Zeitgeschichtliche Dokumente...

Immerhin gibt es doch einige Informationsquellen, die uns über Ottos Leben im Jahr 1943 Aufschluss geben:

1. Eine kleine, seiner Mutter gewidmete Gedichtsammlung, die er in Heftform 1943 drucken ließ.

2. Ein kurzes Dankschreiben an Rosemary Giles vom 5. September, in Brighton abgestempelt.

3. Die Auskunft eines ehemaligen Kameraden aus dem 3 troop, er habe Otto während seiner Fallschirm-Sprungausbildung im Herbst 1943 in der Nähe von Ringway zufällig getroffen - und Otto habe ihm erzählt, er sei gerade "in einem großen Haus in der Gegend" und das sei alles, was er sagen könne...

4. Einen Brief Ottos an seinen Freund "Jacky" (Edgar Bender), der offenbar in der Zeit um den Jahreswechsel 1943/44 geschrieben wurde und bezeichnende Details enthält.

Diese Memorabila stammen aus dem Nachlass von Edgar Bender (gestorben 2000) und aus dem Besitz der Familie Giles in Devon.

Bezeichnende Gedichte...


Anmerkungen...

Aus den Gedichten ist klar erkennbar, wie sehr Otto an seiner Mutter hing. Er wusste, was sie für seinen Bruder Werner und für ihn erreicht hatte - und zu welchem Preis. So bewegten ihn sicher immer wieder Gedanken, ob es ihr wohl gut ging und wie sie im Deutschland seiner Vertreiber überleben konnte...

Wie einsam und verlassen er sich Ende 1942 fühlte und wie groß sein Heimweh war, das spürt man aus jeder Zeile des Weihnachtsgedichts.

Ottos Verse erzählen aber auch über seinen ungebrochenen Hang zur deutschen Identität, seine Liebe zur Muttersprache und zur Heimat.

In "Europa 1943 - der wahre Kreuzzug" offenbart er die Beweggründe für seinen Kampf. Drückt sich darin auch sein erster persönlicher "Kreuzzugseinsatz" aus?

Das Gedicht über den "verlorenen Freund" hatte er höchstwahrscheinlich seinem Bruder Werner gewidmet.

Der befand sich ja in den Vereinigten Staaten - jenseits "des größten Ozeans Wellen". Aber warum betrachtet er den Freund als "verloren"?
- - - - - - -
# Zu erledigende Aufgaben:
A - Zähle alle Informationsquellen auf, die der Text über Ottos Leben im Jahr 1943 nennt.
B - Führe den Text über Ottos Leben im Jahr 1943 im Anschluss an seinen letzten Satz weiter.

(Einträge zur Bildannotation)
- - - - - - -
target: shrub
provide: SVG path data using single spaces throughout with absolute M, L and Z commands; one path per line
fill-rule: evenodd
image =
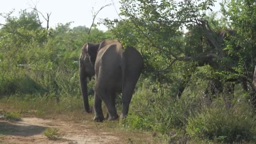
M 59 128 L 48 128 L 43 132 L 43 134 L 49 139 L 56 140 L 59 139 L 61 135 L 59 131 Z
M 256 117 L 244 104 L 231 109 L 205 108 L 202 113 L 188 119 L 187 134 L 197 140 L 227 142 L 256 140 Z
M 21 119 L 21 115 L 16 112 L 7 112 L 4 115 L 4 117 L 7 120 L 19 121 Z

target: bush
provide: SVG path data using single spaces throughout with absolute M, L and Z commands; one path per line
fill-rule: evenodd
M 188 119 L 186 131 L 192 138 L 231 142 L 256 140 L 256 117 L 244 105 L 229 109 L 225 107 L 205 108 Z
M 180 128 L 186 123 L 184 101 L 160 96 L 153 92 L 153 85 L 144 83 L 138 88 L 132 100 L 129 115 L 123 121 L 128 127 L 162 133 L 173 128 Z
M 7 112 L 4 115 L 4 117 L 7 120 L 19 121 L 21 119 L 21 115 L 16 112 Z
M 60 138 L 61 134 L 59 132 L 59 128 L 48 128 L 43 132 L 45 136 L 49 139 L 56 140 Z

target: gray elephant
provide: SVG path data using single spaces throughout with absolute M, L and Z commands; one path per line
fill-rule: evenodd
M 142 69 L 141 54 L 133 47 L 128 47 L 123 51 L 122 45 L 117 41 L 105 40 L 84 44 L 81 48 L 79 61 L 80 84 L 85 111 L 91 111 L 87 78 L 91 79 L 95 75 L 94 120 L 102 122 L 104 119 L 102 101 L 108 112 L 105 118 L 112 120 L 118 118 L 115 108 L 116 93 L 122 93 L 123 109 L 120 118 L 125 117 Z

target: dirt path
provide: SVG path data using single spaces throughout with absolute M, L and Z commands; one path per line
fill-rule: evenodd
M 24 117 L 19 122 L 0 118 L 0 144 L 123 144 L 121 136 L 82 123 Z M 63 133 L 56 141 L 43 134 L 48 128 L 58 128 Z

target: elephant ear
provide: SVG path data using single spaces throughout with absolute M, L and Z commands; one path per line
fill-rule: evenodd
M 87 54 L 89 57 L 91 64 L 92 64 L 92 65 L 93 65 L 93 66 L 94 64 L 95 63 L 95 61 L 96 60 L 96 56 L 97 56 L 97 53 L 99 44 L 99 43 L 88 43 L 87 45 L 86 46 Z

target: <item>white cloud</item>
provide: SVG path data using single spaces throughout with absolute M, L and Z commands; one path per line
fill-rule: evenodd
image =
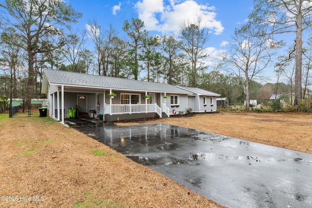
M 117 11 L 120 10 L 120 6 L 121 6 L 121 2 L 119 1 L 119 4 L 115 5 L 113 7 L 112 10 L 113 10 L 113 14 L 116 15 L 117 14 Z
M 210 67 L 215 67 L 216 60 L 221 58 L 222 55 L 226 52 L 224 50 L 218 50 L 214 47 L 208 47 L 205 49 L 205 53 L 209 56 L 209 57 L 203 60 L 205 64 Z
M 221 43 L 221 44 L 220 44 L 220 46 L 225 46 L 229 44 L 229 42 L 228 41 L 222 41 L 222 42 Z
M 163 0 L 142 0 L 136 4 L 139 18 L 144 22 L 148 30 L 160 30 L 156 18 L 158 13 L 164 10 Z
M 200 17 L 203 26 L 216 34 L 222 33 L 224 28 L 216 20 L 217 14 L 214 6 L 199 4 L 194 0 L 170 0 L 165 5 L 163 0 L 142 0 L 136 4 L 139 18 L 144 22 L 147 30 L 163 33 L 176 32 L 184 20 L 193 21 Z

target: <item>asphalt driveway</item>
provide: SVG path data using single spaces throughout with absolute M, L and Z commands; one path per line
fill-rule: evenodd
M 231 208 L 312 207 L 312 155 L 157 123 L 78 128 Z

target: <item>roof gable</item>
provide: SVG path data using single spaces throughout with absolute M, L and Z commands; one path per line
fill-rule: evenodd
M 85 88 L 188 94 L 189 92 L 165 83 L 138 81 L 60 70 L 45 70 L 41 89 L 47 93 L 49 84 Z
M 208 91 L 207 90 L 203 90 L 197 87 L 181 87 L 179 86 L 176 86 L 176 87 L 182 89 L 183 90 L 187 90 L 193 94 L 196 94 L 198 95 L 205 95 L 205 96 L 221 96 L 220 95 L 217 94 L 216 93 L 213 93 L 212 92 Z

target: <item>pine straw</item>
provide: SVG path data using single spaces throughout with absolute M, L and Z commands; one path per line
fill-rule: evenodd
M 0 126 L 0 195 L 17 199 L 1 208 L 222 207 L 48 118 Z M 44 200 L 22 200 L 33 196 Z

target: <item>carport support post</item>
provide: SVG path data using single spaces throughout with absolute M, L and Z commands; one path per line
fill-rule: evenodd
M 58 100 L 58 121 L 59 120 L 59 91 L 57 92 L 57 99 Z
M 112 94 L 112 89 L 109 89 L 109 94 Z M 109 97 L 109 107 L 110 107 L 110 112 L 109 112 L 109 114 L 112 115 L 112 98 L 110 96 Z
M 62 97 L 61 102 L 62 102 L 62 122 L 61 124 L 64 124 L 64 85 L 62 85 Z
M 145 95 L 147 95 L 147 91 L 145 91 Z M 147 113 L 147 98 L 145 98 L 145 113 Z

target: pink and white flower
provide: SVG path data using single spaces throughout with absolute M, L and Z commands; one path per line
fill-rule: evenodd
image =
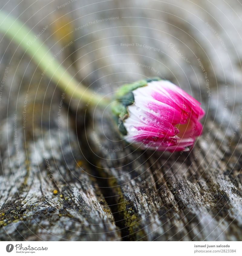
M 205 112 L 198 101 L 171 82 L 151 81 L 132 91 L 123 120 L 124 139 L 142 149 L 188 151 L 202 133 Z

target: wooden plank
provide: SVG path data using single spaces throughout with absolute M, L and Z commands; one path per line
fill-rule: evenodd
M 30 2 L 20 5 L 15 14 Z M 48 2 L 38 4 L 43 7 Z M 40 10 L 36 4 L 26 20 L 35 8 Z M 90 106 L 77 110 L 82 103 L 67 97 L 61 108 L 61 130 L 57 132 L 61 93 L 55 91 L 52 98 L 50 84 L 44 96 L 48 81 L 41 80 L 37 94 L 40 108 L 34 112 L 33 130 L 33 115 L 28 115 L 26 143 L 24 131 L 18 129 L 20 167 L 12 125 L 16 100 L 12 106 L 8 97 L 3 99 L 1 114 L 5 118 L 9 110 L 1 134 L 0 194 L 10 223 L 5 216 L 2 217 L 7 225 L 1 229 L 0 239 L 241 240 L 241 14 L 235 0 L 146 1 L 138 5 L 114 1 L 87 6 L 76 1 L 60 9 L 56 3 L 48 5 L 37 12 L 28 24 L 41 21 L 37 34 L 44 25 L 50 25 L 43 39 L 59 31 L 46 42 L 50 48 L 62 35 L 67 35 L 51 48 L 53 53 L 73 40 L 57 58 L 67 58 L 63 65 L 97 93 L 111 94 L 126 82 L 158 76 L 200 101 L 207 114 L 203 134 L 191 152 L 138 151 L 120 140 L 107 111 Z M 123 46 L 126 43 L 133 46 Z M 11 57 L 9 52 L 5 56 Z M 5 85 L 5 95 L 13 100 L 27 65 L 17 72 L 11 91 L 11 83 Z M 34 100 L 40 77 L 35 75 L 37 85 L 30 82 L 35 72 L 35 66 L 31 66 L 21 84 L 31 84 L 34 97 L 29 98 Z M 14 74 L 16 66 L 11 68 L 9 73 Z M 21 120 L 25 88 L 18 103 Z M 41 117 L 40 113 L 44 114 Z M 54 172 L 53 180 L 48 176 L 44 152 Z M 10 166 L 12 163 L 15 165 Z M 11 212 L 14 208 L 17 213 Z M 26 219 L 21 220 L 25 213 Z M 49 220 L 56 225 L 50 225 Z

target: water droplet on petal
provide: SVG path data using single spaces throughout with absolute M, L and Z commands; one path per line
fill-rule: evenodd
M 143 143 L 144 144 L 147 145 L 149 142 L 149 141 L 148 139 L 143 139 Z
M 135 129 L 135 127 L 133 125 L 131 125 L 129 126 L 129 130 L 132 131 L 134 131 L 136 130 L 136 129 Z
- - - - - - -
# Ergebnisse je Aufgabe:
A -
1. Eine kleine Gedichtsammlung in Heftform, die Otto seiner Mutter gewidmet und 1943 drucken lassen hat.
2. Ein kurzes Dankschreiben an Rosemary Giles vom 5. September, das in Brighton abgestempelt wurde.
3. Die Auskunft eines ehemaligen Kameraden aus dem 3 troop. Er traf Otto im Herbst 1943 während dessen Fallschirm-Sprungausbildung zufällig in der Nähe von Ringway.
4. Ein Brief Ottos an seinen Freund „Jacky“ (Edgar Bender), der offenbar um den Jahreswechsel 1943/44 geschrieben wurde.

B -
Überhaupt zeigt sich ein seltsam schicksalhafter, fatalistischer Tenor - etwas Unabänderliches. Zwischen den Zeilen glaubt man zu lesen, dass da etwas vorgefallen sein mag zwischen den Brüdern, das sie entzweit haben könnte...

Informationen aus dem Brief an "Jacky"

Wenn Otto sich an die Sicherheitsbestimmungen für Agenten gehalten hätte, wäre dieser sehr "persönliche und private Brief" nie geschrieben worden. Er notiert sogar seine Initialen und gibt seine Londoner Wohnadresse 9 Donwside Crescent an. Offenbar erschien es ihm sehr wichtig, seinem Freund Edgar Bender (Jacky) zu erklären, warum er sich so lange Zeit nicht mehr gemeldet hatte.

Wie wir sehen werden, fällt die Erklärung dennoch sehr kryptisch aus und wirft wiederum Fragen auf.

Der Einleitungssatz läßt nur die Deutung zu, dass Otto offenbar kurz vorher einen Brief von Edgar erhalten hatte. Irgendwie scheint der beste Freund erfahren zu haben, dass Otto krank oder verletzt sei und hatte sich deshalb nach seinem Befinden erkundigt.

Otto teilt ihm gleich mit, dass er sich schnell erholt hat und gerade 7 Tage Urlaub in Mary Tavy (M.T.) verlebt. Dann bezieht er sich auf die Verlobung Edgars mit dessen Freundin Ann. Wie wir von Ann (Anneliese) selbst wissen, hatte dieses Ereignis schon im März 1943 stattgefunden.

 


Bemerkenswertes in den Briefseiten 2 und 3:

Um Edgars Eindruck zu zerstreuen, er wolle sich verstecken, gibt ihm Otto folgende Erklärung:

"Es ist eine ganz schön lange Geschichte und sie begann vor über einem Jahr als ich die Commandos verließ und dem Kriegsministerium überstellt wurde für eine Sonderaufgabe, über die ich nicht viel sagen kann, außer, dass ich von Kurs zu Kurs ging in verschiedenen Landesteilen und um meine Identität zu verbergen".

Otto war ab dem 3. November 1942 offiziell dem War Office zugeteilt. Der Hinweis "vor über einem Jahr" läßt also die Annahme zu, dass er den Brief etwa am Jahresende 1943 geschrieben haben könnte.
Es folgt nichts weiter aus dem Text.